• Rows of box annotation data
* begin *
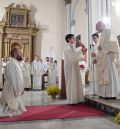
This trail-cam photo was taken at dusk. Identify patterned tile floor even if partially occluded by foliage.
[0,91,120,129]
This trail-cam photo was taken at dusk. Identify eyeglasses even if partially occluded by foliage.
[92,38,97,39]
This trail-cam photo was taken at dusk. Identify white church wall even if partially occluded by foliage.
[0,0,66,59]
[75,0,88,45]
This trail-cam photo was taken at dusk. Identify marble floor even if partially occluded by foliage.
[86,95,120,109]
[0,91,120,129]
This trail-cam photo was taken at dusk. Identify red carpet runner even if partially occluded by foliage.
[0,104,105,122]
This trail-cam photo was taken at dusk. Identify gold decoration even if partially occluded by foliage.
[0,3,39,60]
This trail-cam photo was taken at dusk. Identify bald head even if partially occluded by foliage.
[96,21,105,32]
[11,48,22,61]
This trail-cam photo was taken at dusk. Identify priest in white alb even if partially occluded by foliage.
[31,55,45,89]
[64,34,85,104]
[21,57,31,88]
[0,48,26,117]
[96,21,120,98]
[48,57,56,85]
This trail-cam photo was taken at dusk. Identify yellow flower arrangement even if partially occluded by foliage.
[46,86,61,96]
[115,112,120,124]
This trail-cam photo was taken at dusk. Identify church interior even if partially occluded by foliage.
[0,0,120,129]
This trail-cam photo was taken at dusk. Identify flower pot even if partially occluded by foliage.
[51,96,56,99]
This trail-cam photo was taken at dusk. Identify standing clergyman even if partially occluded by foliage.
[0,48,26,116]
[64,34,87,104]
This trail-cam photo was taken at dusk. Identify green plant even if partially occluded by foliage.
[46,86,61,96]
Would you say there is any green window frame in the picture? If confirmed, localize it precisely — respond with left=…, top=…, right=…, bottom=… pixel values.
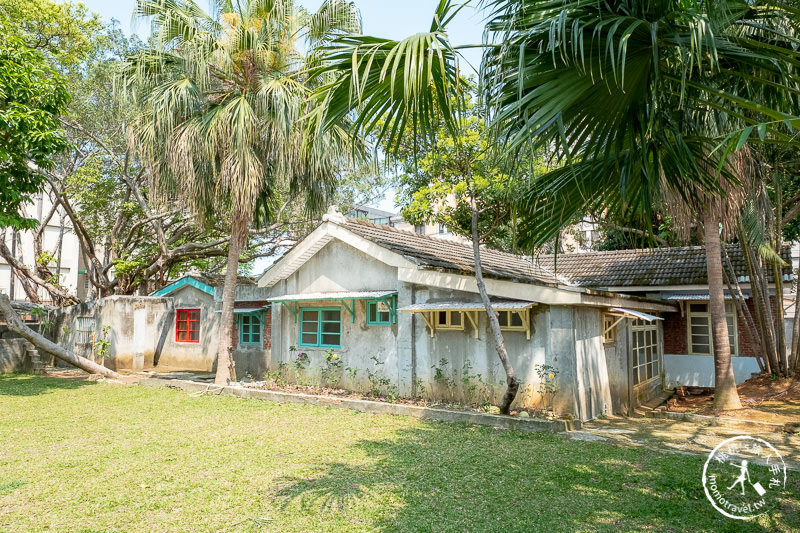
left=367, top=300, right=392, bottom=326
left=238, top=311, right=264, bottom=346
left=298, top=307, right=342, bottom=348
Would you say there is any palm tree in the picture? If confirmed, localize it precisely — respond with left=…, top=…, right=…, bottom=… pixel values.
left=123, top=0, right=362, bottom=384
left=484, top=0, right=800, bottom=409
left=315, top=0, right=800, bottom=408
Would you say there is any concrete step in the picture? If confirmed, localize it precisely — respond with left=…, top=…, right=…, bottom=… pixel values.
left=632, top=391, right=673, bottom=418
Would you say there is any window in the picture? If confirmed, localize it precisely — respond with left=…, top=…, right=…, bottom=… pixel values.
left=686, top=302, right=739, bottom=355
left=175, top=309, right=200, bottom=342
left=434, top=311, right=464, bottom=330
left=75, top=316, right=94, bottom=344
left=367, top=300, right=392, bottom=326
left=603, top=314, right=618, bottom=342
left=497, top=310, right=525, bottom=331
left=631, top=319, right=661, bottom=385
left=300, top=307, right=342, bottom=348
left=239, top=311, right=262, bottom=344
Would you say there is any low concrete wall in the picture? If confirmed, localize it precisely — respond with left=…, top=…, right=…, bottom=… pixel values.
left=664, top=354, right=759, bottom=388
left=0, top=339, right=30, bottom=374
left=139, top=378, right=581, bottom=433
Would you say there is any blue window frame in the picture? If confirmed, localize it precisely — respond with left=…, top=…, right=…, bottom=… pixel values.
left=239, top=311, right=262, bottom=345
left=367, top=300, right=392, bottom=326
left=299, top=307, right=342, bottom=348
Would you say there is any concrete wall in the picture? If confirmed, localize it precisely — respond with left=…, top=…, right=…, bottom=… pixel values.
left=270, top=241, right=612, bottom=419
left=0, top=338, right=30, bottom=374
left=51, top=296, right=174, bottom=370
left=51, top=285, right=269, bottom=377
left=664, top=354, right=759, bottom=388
* end *
• TASK TO COMPLETE
Reproduce all of the material above word for word, keeping every line in its original order. Leave the pictures out of your answer.

• OUTPUT FOR THIS TASK
This trail-cam photo was taken at dusk. Identify patterned tile floor even if partially occluded by foliage.
[0,91,120,129]
This trail-cam photo was taken at dusk. Identify eyeglasses even if partially occluded by foliage.
[92,38,97,39]
This trail-cam photo was taken at dusk. Identify white church wall even if partially occluded by foliage.
[0,0,66,59]
[75,0,88,45]
This trail-cam photo was taken at dusk. Identify marble floor even if partially occluded by foliage.
[86,95,120,109]
[0,91,120,129]
This trail-cam photo was taken at dusk. Identify red carpet runner even if partially occluded by foliage.
[0,104,105,122]
This trail-cam photo was taken at dusk. Identify gold decoration even if partially occluded by foliage.
[0,3,39,60]
This trail-cam photo was taken at dusk. Identify bald head even if partially occluded by foliage.
[96,21,105,32]
[11,48,22,61]
This trail-cam photo was taken at dusk. Identify priest in white alb even if partially occluded by foliage.
[31,55,45,89]
[64,34,85,104]
[21,57,31,88]
[0,48,26,117]
[96,21,120,98]
[48,57,56,85]
This trail-cam photo was taken at dusk. Identify yellow flower arrangement even if partially occluded by foliage.
[46,86,61,96]
[115,112,120,124]
This trail-cam photo was taken at dusk. Identify church interior even if partially occluded by foliage.
[0,0,120,129]
This trail-cam photo was taken at dusk. Identify flower pot even if partially occluded by foliage.
[51,96,56,99]
This trail-cam photo was taken at dusk. Identify standing clergyman even if partially occluded by foliage.
[0,48,26,116]
[64,34,87,104]
This trail-cam photo was taken at dusk. Identify green plant even if partially occluded by foliage.
[46,86,61,96]
Would you say there is any green window frame in the picture? If confirmed, localize it precisely — respond with left=…, top=…, right=…, bottom=… pixel values.
left=367, top=300, right=392, bottom=326
left=238, top=311, right=264, bottom=346
left=298, top=307, right=342, bottom=348
Would you say there is any palm tree in the picture? If confirmed, localize it precisely — respond with left=…, top=…, right=…, bottom=… pixel values.
left=123, top=0, right=362, bottom=384
left=484, top=0, right=800, bottom=409
left=315, top=0, right=800, bottom=408
Would you say there is any concrete step in the picture? If confirmed, localize it precisely — respond with left=…, top=…, right=…, bottom=… pixel values.
left=632, top=391, right=673, bottom=418
Would you say there is any window in the picture? If confirmed, localize it precisely — respond with left=…, top=…, right=…, bottom=… pixel values.
left=686, top=302, right=739, bottom=355
left=175, top=309, right=200, bottom=342
left=434, top=311, right=464, bottom=330
left=75, top=316, right=94, bottom=344
left=367, top=300, right=392, bottom=326
left=603, top=314, right=618, bottom=342
left=497, top=310, right=525, bottom=331
left=631, top=319, right=661, bottom=385
left=300, top=307, right=342, bottom=348
left=239, top=311, right=262, bottom=344
Would you say there is any low concrete wall in the picture? If confirmed, localize it precisely — respond with left=…, top=…, right=…, bottom=… pixel values.
left=664, top=354, right=759, bottom=388
left=0, top=339, right=30, bottom=374
left=139, top=378, right=581, bottom=433
Would you say there is any blue window frame in the picture? If confirmed, localize it precisely — respond with left=…, top=…, right=…, bottom=… pixel values.
left=239, top=311, right=262, bottom=345
left=367, top=300, right=392, bottom=326
left=299, top=307, right=342, bottom=348
Would you say there is any concrete wall in the picture? If confirmed, localize it precisely — respond with left=…, top=…, right=…, bottom=… pixel values.
left=270, top=241, right=612, bottom=419
left=0, top=338, right=30, bottom=374
left=51, top=296, right=174, bottom=370
left=51, top=285, right=269, bottom=377
left=664, top=354, right=759, bottom=388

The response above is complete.